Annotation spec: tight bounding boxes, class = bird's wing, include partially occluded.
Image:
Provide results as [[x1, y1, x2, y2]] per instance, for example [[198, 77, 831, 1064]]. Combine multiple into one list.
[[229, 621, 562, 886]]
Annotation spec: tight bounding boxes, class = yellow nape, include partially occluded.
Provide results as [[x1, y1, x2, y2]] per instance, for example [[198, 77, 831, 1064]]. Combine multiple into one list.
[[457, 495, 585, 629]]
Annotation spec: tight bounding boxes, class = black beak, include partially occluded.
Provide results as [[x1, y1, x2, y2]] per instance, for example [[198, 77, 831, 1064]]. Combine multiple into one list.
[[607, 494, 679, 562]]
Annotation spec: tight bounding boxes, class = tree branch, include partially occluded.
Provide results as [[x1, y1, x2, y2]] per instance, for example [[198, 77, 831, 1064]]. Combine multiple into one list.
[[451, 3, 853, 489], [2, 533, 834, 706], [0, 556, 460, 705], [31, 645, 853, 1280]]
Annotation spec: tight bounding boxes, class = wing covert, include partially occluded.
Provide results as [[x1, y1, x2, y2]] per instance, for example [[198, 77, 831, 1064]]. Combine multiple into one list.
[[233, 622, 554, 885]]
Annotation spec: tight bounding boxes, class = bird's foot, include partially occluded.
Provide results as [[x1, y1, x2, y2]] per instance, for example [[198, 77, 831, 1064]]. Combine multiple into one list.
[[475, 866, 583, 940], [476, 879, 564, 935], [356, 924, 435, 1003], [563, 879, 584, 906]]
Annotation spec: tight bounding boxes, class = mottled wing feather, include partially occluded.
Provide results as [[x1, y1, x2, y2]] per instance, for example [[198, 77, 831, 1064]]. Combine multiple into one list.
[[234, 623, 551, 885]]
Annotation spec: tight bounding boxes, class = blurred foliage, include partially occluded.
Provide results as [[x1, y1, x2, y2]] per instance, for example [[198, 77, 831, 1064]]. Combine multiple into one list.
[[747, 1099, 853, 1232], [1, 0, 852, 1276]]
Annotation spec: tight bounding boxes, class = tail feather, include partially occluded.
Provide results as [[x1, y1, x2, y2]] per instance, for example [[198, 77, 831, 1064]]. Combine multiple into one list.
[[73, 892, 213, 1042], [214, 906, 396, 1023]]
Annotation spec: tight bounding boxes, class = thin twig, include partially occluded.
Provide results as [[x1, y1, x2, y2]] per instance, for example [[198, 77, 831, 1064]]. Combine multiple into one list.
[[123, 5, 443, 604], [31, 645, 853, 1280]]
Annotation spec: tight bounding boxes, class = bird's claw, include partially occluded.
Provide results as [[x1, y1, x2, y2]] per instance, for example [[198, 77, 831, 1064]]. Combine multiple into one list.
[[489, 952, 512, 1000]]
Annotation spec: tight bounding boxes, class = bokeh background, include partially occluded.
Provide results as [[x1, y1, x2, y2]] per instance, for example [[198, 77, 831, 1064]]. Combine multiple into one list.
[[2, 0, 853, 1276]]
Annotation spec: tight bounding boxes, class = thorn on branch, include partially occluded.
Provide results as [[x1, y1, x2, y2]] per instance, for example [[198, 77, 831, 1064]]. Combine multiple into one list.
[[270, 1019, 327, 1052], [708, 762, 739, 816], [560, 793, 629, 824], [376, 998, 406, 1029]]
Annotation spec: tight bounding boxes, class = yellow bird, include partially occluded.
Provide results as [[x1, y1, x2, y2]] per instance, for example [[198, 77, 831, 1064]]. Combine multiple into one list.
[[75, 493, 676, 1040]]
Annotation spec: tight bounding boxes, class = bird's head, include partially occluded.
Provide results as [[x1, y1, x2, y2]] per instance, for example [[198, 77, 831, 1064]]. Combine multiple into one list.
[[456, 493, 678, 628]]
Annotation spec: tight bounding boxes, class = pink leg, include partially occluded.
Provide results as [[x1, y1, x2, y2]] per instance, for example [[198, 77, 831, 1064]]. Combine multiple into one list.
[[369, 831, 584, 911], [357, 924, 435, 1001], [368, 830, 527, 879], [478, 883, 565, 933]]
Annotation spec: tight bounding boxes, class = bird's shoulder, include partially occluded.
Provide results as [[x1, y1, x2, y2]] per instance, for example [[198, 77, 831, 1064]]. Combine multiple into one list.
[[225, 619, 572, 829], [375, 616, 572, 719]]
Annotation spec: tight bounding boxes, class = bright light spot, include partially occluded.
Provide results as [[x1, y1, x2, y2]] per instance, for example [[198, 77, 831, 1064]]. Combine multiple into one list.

> TASK TO CARRY OUT: Take the lines above from the one containing "Annotation spec: tight bounding boxes, class = black" to the one containing "foot, include partially occluded." and retype them exactly, both ends included, with nothing added.

> RESPONSE:
Annotation spec: tight bounding boxes, class = black beak, include partially occluded.
Provide results as [[x1, y1, x2, y2]] per instance, for example [[198, 77, 831, 1064]]. Combine multiple into one list.
[[607, 494, 679, 562]]
Annotation spec: tight bounding boxes, class = tree branch, include partially occluded.
Provide results as [[x1, y1, x2, y2]] per instance, for example [[198, 77, 831, 1064]]. Combine multiple into one list.
[[451, 3, 853, 489], [2, 533, 834, 706], [0, 556, 460, 705], [31, 645, 853, 1280]]
Annotation spec: tight bounding boxes, class = wing covert, include partially occluded.
Provide results as [[x1, y1, x2, y2]] per instance, for example [[198, 77, 831, 1064]]. Combine multiple into one list.
[[233, 622, 554, 885]]
Annotation spec: tight bounding boxes, class = bird's foot, include partially occluded.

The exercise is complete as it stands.